Text shown:
------
Given the kind of unreflective, unthinking racism of which far too many Americans are guilty and the preexisting cultural atmosphere, it is incumbent on critics of the UAE deal to be especially careful about the kinds of arguments they offer. And I would have hoped that Democrats and liberals generally would be especially reluctant to take comfort in polls that show widespread opposition to the UAE deal:
Most Americans oppose allowing a Dubai company to run some U.S. ports, even as a majority understands the U.S. would continue to control port security, according to a new FOX News poll. One in four sees the United Arab Emirates as a strong ally, but most either disagree or are unsure. The poll found that 69 percent of Americans oppose the deal — four times as many as support the deal (17 percent).
Do those Democrats who are now out-hawking the Bush administration honestly think such views reflect a knowledge and careful consideration of the various factors involved -- or that this opposition arises from dangerously racist attitudes of the kind revealed in the Washington Post story? But many of them see only the political advantage involved. And since many Democrats are just as or more eager than the administration for confrontation with Iran, it works out fine for everyone -- except for the many people who might die, and except for the fact that all of us will be in even greater danger.
------
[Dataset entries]

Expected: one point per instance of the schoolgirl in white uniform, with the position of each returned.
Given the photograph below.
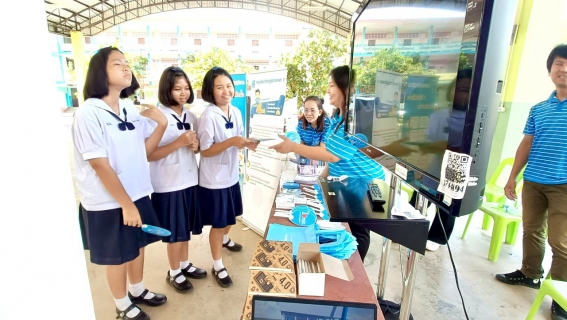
(220, 134)
(175, 177)
(111, 143)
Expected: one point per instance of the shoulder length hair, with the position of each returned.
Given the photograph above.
(321, 119)
(166, 84)
(209, 83)
(96, 81)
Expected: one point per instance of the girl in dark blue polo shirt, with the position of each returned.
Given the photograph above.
(314, 123)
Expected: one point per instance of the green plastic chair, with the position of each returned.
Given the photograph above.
(556, 289)
(504, 222)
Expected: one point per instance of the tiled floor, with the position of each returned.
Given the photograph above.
(435, 296)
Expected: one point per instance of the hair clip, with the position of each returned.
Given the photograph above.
------
Work item:
List every place named in the piece on the UAE port deal, counting a place only once even if it appears under more than one name.

Response to the exercise:
- the United Arab Emirates (also called "UAE")
- Dubai
- the U.S.
- Iran